_Given request:_
Pull out each line of the rows below that contains the string "snow", matching case exactly.

* start Dataset content *

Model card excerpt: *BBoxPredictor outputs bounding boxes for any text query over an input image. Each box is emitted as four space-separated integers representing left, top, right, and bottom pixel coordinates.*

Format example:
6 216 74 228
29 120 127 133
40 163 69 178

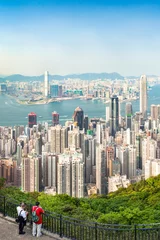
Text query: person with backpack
32 202 44 237
17 203 28 234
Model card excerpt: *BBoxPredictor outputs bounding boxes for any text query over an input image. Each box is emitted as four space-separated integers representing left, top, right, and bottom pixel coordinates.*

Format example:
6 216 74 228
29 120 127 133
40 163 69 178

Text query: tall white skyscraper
44 71 49 97
140 75 147 118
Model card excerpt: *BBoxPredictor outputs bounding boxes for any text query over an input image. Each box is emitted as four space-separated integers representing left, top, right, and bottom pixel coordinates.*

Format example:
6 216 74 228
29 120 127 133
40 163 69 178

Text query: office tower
126 102 133 129
73 107 84 130
48 153 57 189
42 151 48 188
44 71 49 98
21 156 40 192
58 85 63 97
57 154 72 196
151 104 158 121
83 136 96 183
140 75 147 119
28 112 37 128
52 111 59 126
110 95 119 137
17 142 22 166
35 134 42 155
145 158 160 179
48 125 68 154
84 115 88 133
106 146 115 177
72 154 84 198
117 146 128 175
106 106 109 124
128 145 137 179
96 144 107 194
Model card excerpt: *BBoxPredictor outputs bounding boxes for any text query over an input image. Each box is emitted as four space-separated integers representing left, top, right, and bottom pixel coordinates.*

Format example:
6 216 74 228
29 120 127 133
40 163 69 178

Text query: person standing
17 203 28 234
32 202 44 237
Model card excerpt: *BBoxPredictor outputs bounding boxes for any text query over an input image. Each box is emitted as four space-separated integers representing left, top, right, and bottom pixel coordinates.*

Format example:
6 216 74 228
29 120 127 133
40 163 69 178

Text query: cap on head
36 202 40 206
21 203 25 207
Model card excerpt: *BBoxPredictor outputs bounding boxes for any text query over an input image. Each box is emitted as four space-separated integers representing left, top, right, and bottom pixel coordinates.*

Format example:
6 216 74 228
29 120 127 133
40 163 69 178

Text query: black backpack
15 210 24 223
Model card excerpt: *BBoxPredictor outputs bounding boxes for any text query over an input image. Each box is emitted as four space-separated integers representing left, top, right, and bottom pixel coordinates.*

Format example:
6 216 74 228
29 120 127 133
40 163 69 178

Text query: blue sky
0 0 160 76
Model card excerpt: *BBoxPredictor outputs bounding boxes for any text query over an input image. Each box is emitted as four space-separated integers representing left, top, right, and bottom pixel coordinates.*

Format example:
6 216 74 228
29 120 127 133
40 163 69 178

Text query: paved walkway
0 217 60 240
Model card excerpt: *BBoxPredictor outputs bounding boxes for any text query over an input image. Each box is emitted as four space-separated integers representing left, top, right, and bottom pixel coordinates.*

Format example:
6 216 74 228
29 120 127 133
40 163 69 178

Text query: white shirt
17 206 27 220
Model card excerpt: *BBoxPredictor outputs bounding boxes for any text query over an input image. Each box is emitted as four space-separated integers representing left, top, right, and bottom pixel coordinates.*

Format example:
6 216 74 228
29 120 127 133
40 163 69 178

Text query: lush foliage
0 175 160 224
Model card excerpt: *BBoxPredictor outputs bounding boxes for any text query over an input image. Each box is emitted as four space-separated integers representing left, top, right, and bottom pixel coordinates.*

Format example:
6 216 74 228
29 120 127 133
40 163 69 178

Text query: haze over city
0 0 160 76
0 0 160 240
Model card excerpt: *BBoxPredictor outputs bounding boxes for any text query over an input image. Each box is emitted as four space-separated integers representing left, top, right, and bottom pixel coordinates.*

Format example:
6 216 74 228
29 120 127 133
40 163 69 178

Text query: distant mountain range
0 72 124 82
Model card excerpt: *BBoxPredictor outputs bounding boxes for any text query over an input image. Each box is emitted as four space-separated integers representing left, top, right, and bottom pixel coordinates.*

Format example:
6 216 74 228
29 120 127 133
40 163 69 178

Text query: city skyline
0 0 160 76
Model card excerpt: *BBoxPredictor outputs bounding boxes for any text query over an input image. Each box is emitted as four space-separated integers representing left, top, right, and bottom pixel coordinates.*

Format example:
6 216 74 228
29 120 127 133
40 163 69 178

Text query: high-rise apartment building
96 144 107 194
128 145 137 179
49 125 68 154
28 112 37 128
73 107 84 130
44 71 49 98
57 151 84 198
110 95 119 137
52 111 59 126
126 102 133 129
140 75 147 119
21 156 41 192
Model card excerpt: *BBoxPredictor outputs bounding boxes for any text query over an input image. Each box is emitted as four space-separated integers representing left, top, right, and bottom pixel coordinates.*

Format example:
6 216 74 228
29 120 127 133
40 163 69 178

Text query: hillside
0 72 124 82
0 175 160 224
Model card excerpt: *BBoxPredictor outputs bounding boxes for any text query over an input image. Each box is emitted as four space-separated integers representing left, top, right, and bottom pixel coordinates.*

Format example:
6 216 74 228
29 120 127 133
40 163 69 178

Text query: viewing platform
0 214 60 240
0 195 160 240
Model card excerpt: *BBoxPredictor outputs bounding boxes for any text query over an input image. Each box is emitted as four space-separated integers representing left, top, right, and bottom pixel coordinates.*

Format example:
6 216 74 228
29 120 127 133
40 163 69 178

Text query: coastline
6 93 138 106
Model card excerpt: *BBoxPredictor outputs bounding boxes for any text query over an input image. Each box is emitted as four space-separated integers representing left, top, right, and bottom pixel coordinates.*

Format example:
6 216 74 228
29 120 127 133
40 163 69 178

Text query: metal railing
0 196 160 240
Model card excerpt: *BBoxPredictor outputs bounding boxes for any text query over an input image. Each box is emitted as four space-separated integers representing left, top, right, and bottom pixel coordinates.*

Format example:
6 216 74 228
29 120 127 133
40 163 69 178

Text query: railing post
59 214 63 238
3 197 6 217
95 223 98 240
134 224 137 240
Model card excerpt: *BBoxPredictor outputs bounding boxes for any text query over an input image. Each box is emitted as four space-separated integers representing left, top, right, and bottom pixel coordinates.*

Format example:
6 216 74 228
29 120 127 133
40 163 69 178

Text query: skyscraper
73 107 84 130
28 112 37 128
110 95 119 136
96 144 107 194
52 111 59 126
126 102 133 129
44 71 49 97
140 75 147 119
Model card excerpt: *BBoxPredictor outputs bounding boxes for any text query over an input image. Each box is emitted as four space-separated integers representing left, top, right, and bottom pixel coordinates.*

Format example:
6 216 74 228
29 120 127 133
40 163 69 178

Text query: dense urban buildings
0 72 160 197
140 75 147 119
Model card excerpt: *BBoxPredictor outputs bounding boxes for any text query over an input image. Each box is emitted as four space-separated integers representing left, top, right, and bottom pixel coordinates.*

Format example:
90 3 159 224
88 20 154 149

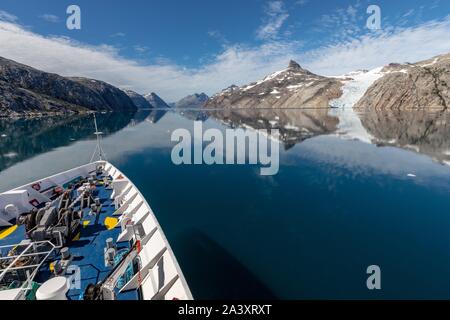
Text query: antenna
91 113 106 162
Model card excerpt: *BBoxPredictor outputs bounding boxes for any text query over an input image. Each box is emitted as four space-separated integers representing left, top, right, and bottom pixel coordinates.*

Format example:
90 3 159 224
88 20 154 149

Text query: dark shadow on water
176 229 276 300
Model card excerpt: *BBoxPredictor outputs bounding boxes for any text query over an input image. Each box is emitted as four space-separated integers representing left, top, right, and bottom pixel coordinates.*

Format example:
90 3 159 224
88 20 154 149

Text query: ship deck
0 172 139 300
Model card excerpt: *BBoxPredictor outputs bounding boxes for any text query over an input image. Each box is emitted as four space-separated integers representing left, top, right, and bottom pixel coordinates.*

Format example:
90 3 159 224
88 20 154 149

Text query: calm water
0 110 450 299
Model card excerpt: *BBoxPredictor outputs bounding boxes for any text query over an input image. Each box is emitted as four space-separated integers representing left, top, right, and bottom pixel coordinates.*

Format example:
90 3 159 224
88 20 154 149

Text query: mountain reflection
210 109 339 149
359 110 450 164
0 113 133 171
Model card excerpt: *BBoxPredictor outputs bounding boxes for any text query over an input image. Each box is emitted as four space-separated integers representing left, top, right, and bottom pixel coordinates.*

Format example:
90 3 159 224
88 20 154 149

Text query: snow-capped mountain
144 92 170 109
354 54 450 111
205 61 342 108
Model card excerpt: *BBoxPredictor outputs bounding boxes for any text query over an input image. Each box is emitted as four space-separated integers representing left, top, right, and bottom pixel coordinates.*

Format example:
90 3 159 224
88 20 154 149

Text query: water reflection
211 109 339 149
146 109 169 123
359 110 450 164
0 113 133 171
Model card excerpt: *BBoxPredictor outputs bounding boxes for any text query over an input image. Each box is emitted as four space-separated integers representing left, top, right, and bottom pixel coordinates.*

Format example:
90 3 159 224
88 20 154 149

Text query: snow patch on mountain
330 68 383 143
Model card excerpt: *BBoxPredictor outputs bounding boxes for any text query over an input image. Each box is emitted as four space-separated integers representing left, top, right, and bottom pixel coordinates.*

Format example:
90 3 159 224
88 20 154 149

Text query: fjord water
0 110 450 299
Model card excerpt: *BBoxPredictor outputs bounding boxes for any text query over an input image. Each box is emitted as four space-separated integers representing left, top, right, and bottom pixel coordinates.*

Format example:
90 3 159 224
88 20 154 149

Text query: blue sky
0 0 450 101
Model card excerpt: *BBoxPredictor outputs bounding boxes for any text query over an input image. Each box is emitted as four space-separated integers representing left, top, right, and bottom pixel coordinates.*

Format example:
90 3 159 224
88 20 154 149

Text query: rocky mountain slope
144 92 170 109
204 61 342 109
0 57 136 116
354 54 450 111
124 90 153 109
173 93 209 109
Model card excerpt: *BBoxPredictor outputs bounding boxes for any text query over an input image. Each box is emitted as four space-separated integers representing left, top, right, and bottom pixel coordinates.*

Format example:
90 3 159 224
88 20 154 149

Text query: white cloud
0 10 19 22
110 32 126 38
0 16 450 101
39 13 61 23
256 1 289 40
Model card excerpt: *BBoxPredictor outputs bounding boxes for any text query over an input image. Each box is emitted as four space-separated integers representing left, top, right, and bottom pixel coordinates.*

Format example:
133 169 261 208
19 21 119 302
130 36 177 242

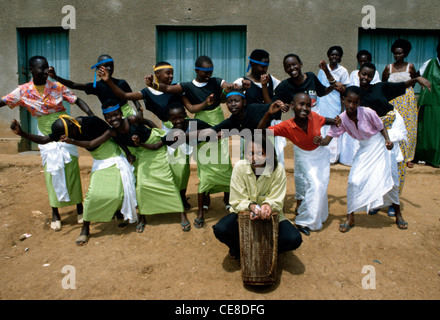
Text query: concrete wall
0 0 440 152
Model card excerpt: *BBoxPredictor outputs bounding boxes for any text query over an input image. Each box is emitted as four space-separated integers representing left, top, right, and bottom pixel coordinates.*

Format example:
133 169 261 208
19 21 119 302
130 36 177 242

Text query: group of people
0 39 434 257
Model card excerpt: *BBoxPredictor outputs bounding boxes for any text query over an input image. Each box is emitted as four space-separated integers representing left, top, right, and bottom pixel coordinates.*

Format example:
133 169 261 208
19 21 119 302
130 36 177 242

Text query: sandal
180 221 191 232
136 222 146 233
339 223 354 233
75 234 89 247
396 220 408 230
50 220 63 232
387 207 396 217
194 219 205 229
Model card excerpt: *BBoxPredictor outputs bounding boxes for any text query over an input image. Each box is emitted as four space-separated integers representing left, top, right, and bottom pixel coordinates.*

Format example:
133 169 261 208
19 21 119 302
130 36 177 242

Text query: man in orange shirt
258 93 338 235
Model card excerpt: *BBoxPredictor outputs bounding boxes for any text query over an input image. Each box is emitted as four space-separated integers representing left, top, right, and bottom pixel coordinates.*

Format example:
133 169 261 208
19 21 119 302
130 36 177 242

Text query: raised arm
49 67 88 91
257 100 285 129
75 97 94 116
131 135 164 151
98 66 144 101
60 129 111 149
405 76 431 91
319 60 343 95
128 115 157 128
260 74 272 103
182 93 215 113
11 119 52 144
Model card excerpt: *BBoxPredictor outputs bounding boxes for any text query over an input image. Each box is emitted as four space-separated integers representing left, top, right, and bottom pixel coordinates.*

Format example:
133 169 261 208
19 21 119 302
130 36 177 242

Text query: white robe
293 145 330 230
347 132 399 213
317 65 349 163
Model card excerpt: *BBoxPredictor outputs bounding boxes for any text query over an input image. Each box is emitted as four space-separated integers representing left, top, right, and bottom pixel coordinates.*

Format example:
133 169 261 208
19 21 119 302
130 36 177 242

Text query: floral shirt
2 80 77 117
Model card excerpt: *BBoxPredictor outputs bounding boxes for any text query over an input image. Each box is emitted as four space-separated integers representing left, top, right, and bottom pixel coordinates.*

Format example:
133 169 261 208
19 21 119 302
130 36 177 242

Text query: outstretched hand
260 73 270 87
11 119 23 136
98 66 110 81
131 134 141 146
144 74 154 87
313 135 322 145
205 93 215 106
418 77 431 91
241 79 252 91
268 100 289 114
335 115 342 128
319 60 327 70
60 134 73 144
49 67 57 79
385 140 394 150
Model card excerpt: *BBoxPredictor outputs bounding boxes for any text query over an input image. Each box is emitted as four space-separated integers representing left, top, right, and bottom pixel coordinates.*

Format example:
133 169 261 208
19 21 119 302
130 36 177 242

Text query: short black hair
342 86 362 97
356 50 373 61
195 56 213 68
391 39 412 57
29 56 48 68
283 53 301 63
359 62 376 72
243 129 278 170
154 61 171 68
327 46 344 62
249 49 269 61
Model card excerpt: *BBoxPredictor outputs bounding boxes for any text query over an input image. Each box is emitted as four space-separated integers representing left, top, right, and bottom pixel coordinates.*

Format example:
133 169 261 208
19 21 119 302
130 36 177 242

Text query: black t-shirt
212 103 276 132
180 77 223 110
243 75 273 105
49 116 110 151
161 119 211 146
113 121 151 147
141 88 182 122
272 72 326 107
361 82 406 117
85 78 131 107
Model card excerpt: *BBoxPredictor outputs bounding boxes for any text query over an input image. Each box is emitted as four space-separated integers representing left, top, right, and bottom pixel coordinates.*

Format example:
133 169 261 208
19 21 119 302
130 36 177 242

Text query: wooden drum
238 211 279 285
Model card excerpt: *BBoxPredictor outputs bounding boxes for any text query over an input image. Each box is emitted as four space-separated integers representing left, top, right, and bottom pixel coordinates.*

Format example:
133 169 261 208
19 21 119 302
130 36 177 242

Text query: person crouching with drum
213 131 302 259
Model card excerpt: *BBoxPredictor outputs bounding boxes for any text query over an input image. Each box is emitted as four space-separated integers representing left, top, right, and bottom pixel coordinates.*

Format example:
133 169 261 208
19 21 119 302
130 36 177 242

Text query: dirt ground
0 149 440 301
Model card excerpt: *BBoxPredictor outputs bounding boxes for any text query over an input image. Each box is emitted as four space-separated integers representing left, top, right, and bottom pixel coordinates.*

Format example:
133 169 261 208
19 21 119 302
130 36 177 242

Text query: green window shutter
156 26 247 83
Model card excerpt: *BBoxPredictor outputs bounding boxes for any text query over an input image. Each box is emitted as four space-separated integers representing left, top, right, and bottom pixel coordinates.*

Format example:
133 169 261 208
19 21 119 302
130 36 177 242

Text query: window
358 28 440 93
156 26 247 83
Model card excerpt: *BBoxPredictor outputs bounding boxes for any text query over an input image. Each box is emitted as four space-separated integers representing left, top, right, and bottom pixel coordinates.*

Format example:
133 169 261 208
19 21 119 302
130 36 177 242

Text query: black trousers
212 213 302 257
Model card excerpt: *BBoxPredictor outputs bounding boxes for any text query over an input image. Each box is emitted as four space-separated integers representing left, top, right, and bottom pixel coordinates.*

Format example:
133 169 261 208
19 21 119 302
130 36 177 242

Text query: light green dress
194 106 232 193
83 139 124 222
130 128 184 215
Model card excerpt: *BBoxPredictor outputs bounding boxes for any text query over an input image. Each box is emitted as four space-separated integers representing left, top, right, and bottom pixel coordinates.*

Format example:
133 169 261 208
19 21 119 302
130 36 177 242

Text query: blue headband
195 67 214 71
102 103 120 114
246 57 269 72
226 91 246 99
90 59 113 88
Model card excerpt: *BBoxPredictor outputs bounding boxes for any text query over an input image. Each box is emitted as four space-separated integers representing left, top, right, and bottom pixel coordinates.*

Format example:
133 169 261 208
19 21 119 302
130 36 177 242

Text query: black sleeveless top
114 122 151 147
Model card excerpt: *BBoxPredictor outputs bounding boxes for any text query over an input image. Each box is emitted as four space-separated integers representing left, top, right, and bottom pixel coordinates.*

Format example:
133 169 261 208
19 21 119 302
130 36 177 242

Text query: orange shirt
269 111 325 151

* end Dataset content *

_Exercise output:_
Text query: snow-capped mountain
Text query: snow patch on mountain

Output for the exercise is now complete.